PASSAGE TO READ:
# # # # # # #

Dizzy: the life and times of John Birks Gillespie by Donald L. Maggin
John Birks Gillespie, born in 1918, decided on a career in music when he was ten years old. It was that or pick cotton, and he wasn’t very good at that. Gillespie went on to become one of the great jazz trumpeters, influential in the creation of both Bebop and Afro-Cuban jazz styles, becoming jazz’s senior statesman after the death of Louis Armstrong and eventually dying in early 1993 (of pancreatic cancer).
The book is well-written and well-documented, drawing on the author’s own interviews with Gillespie and on other biographies. It’s marred slightly by Maggin’s apparent contempt for other forms of music than Jazz–but only slightly.
Recommended for Jazz fans and biography fans.
Farley: the life of Farley Mowat by James King
This book dates from 2002, which makes it rather inconclusive (at the time, Mowat was still alive and the book’s ending reflects that). It’s also surprisingly brief, considering it covers a life of, at the time, 8 decades. Entire years can go by in a paragraph (I actually understand and approve of this; sometimes nothing happens for a long time. You would probably have to pad things pretty badly to get my own almost-50-years into 25 pages).
Farley Mowat, if you haven’t heard of him, was one of Canada’s best-known and alternately most-beloved and most-reviled writers. For those of you who read Urban Fantasy, his book Never Cry Wolf debunked the “alpha leader” stuff in 1963. This book is his (incomplete) biography. You should read it. And then go read his books.

# # # # # # #

RAW DATA:
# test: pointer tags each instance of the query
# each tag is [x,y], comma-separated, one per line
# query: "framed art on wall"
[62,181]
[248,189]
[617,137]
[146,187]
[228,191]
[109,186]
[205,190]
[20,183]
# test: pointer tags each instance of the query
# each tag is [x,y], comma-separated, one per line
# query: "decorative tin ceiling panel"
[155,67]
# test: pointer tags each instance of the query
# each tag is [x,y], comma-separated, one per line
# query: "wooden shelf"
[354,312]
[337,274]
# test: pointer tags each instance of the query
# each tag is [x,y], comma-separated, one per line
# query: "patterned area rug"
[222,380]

# # # # # # #

WHAT YOU NEED TO DO: In the book reviews, reproduce the part that opens with the words containing "Dizzy: the life" and closes with "(of pancreatic cancer).", substituting "musicians" for "trumpeters".

RESULT OF THIS TASK:
Dizzy: the life and times of John Birks Gillespie by Donald L. Maggin
John Birks Gillespie, born in 1918, decided on a career in music when he was ten years old. It was that or pick cotton, and he wasn’t very good at that. Gillespie went on to become one of the great jazz musicians, influential in the creation of both Bebop and Afro-Cuban jazz styles, becoming jazz’s senior statesman after the death of Louis Armstrong and eventually dying in early 1993 (of pancreatic cancer).